[What is needed]
Each entry below should be retyped exactly as given.
─── Records supplied ───
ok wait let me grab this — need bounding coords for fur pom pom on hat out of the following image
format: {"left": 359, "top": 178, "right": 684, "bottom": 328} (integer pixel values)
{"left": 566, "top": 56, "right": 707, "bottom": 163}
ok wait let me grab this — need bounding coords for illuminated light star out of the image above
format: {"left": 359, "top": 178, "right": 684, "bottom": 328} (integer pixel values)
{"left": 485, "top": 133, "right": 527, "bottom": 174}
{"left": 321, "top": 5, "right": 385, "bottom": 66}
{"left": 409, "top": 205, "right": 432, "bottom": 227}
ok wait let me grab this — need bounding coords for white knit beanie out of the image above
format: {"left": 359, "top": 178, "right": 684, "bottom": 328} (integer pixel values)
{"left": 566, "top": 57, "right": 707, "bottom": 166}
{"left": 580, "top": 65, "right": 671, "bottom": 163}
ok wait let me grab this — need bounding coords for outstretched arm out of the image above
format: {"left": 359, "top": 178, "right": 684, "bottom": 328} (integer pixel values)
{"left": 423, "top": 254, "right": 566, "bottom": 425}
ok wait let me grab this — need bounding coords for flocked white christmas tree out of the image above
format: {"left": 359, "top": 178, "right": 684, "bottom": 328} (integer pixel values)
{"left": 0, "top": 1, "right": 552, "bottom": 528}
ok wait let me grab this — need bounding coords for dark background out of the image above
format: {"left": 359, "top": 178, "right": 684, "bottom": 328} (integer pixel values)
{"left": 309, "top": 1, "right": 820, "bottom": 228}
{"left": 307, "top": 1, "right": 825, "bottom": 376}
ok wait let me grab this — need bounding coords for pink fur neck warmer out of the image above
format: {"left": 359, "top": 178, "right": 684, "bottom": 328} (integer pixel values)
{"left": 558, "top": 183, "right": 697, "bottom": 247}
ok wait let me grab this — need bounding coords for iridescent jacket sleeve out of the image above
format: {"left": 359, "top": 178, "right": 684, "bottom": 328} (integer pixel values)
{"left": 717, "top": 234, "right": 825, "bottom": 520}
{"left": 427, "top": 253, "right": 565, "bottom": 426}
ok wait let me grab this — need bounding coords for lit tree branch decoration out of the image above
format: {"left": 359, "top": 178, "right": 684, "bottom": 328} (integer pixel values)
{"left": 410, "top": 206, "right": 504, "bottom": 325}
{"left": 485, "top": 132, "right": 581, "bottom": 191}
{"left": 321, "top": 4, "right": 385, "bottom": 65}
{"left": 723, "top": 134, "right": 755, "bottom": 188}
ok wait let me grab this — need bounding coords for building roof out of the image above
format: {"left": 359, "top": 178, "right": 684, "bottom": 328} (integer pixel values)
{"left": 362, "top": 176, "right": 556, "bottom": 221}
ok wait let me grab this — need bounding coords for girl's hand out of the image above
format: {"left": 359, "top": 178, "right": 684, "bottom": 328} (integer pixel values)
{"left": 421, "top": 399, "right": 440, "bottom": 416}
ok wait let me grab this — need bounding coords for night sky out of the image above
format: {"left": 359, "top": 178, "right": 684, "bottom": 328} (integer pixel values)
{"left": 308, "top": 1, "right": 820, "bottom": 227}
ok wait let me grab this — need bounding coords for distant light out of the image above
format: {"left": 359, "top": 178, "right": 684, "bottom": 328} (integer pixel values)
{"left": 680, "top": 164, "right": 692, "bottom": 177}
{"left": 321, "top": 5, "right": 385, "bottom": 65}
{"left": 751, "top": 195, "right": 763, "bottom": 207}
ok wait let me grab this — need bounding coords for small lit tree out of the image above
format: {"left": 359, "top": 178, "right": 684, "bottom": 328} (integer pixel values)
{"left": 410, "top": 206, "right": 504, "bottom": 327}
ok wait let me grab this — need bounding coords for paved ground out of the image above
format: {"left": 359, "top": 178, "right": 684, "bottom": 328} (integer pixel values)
───
[Answer area]
ok wait let me grab this — need bounding coords for fur pom pom on hat out of the following image
format: {"left": 359, "top": 178, "right": 684, "bottom": 328} (integer pixel values)
{"left": 566, "top": 56, "right": 707, "bottom": 163}
ok wait let me grab this — need bounding coords for illuminated light star out of the image above
format: {"left": 359, "top": 178, "right": 684, "bottom": 328} (integer pixel values)
{"left": 485, "top": 133, "right": 527, "bottom": 174}
{"left": 321, "top": 5, "right": 385, "bottom": 66}
{"left": 409, "top": 205, "right": 432, "bottom": 227}
ok wait let me grab this — need bounding coords for white knit beanie out of the image above
format: {"left": 359, "top": 178, "right": 684, "bottom": 328} (integer pixel values)
{"left": 566, "top": 57, "right": 707, "bottom": 166}
{"left": 580, "top": 65, "right": 671, "bottom": 163}
ok wait let me grab this — need bounding coords for outstretched arm out of the image above
format: {"left": 359, "top": 178, "right": 684, "bottom": 328} (integer pixel values)
{"left": 423, "top": 254, "right": 566, "bottom": 425}
ok wait let me grab this — need bounding coords for flocked white christmas tree out of the image above
format: {"left": 359, "top": 178, "right": 684, "bottom": 328} (integer pixel values)
{"left": 0, "top": 1, "right": 552, "bottom": 528}
ok wait let me grab this — need bounding coords for dark background out of the image above
format: {"left": 359, "top": 178, "right": 684, "bottom": 328} (integer pixel values)
{"left": 309, "top": 1, "right": 820, "bottom": 228}
{"left": 307, "top": 1, "right": 825, "bottom": 376}
ok wait let me grab this — need bounding coords for pink fur neck warmer out of the image above
format: {"left": 359, "top": 178, "right": 684, "bottom": 328} (integer pixel values)
{"left": 558, "top": 183, "right": 697, "bottom": 247}
ok wait let me grab this — need bounding coords for iridescent jacket sleeve out of the image above
format: {"left": 359, "top": 178, "right": 684, "bottom": 328} (integer pixel values)
{"left": 717, "top": 234, "right": 825, "bottom": 520}
{"left": 427, "top": 253, "right": 565, "bottom": 426}
ok wait let me grab this — need bounding coords for lit tree branch decoration out of the image above
format: {"left": 359, "top": 178, "right": 684, "bottom": 328} (integer pixel values)
{"left": 410, "top": 206, "right": 504, "bottom": 325}
{"left": 485, "top": 132, "right": 581, "bottom": 191}
{"left": 321, "top": 4, "right": 385, "bottom": 65}
{"left": 723, "top": 134, "right": 755, "bottom": 188}
ok wait let me grab this — need bounding coords for building roof out of the image above
format: {"left": 359, "top": 178, "right": 684, "bottom": 328} (integer pixel values)
{"left": 362, "top": 176, "right": 556, "bottom": 221}
ok wait let me grab this — need bounding coords for girl's hand out of the image above
format: {"left": 359, "top": 178, "right": 684, "bottom": 328} (integer pixel values)
{"left": 421, "top": 399, "right": 440, "bottom": 416}
ok wait let me grab this — need bounding coords for night sky out of the image above
format: {"left": 359, "top": 178, "right": 684, "bottom": 328} (integer pixel values)
{"left": 308, "top": 1, "right": 820, "bottom": 227}
ok wait let me grab this — need bounding coords for distant light out of the image above
format: {"left": 359, "top": 178, "right": 684, "bottom": 328} (integer pixel values)
{"left": 680, "top": 164, "right": 692, "bottom": 177}
{"left": 321, "top": 5, "right": 385, "bottom": 65}
{"left": 751, "top": 195, "right": 763, "bottom": 207}
ok wait let me grab this — need bounding coords for small lit tree out of the image above
format: {"left": 359, "top": 178, "right": 684, "bottom": 328} (integer pixel values)
{"left": 410, "top": 206, "right": 504, "bottom": 327}
ok wait let me grab this — need bounding coords for paved ground out of the image above
format: {"left": 359, "top": 178, "right": 684, "bottom": 328} (integer pixel values)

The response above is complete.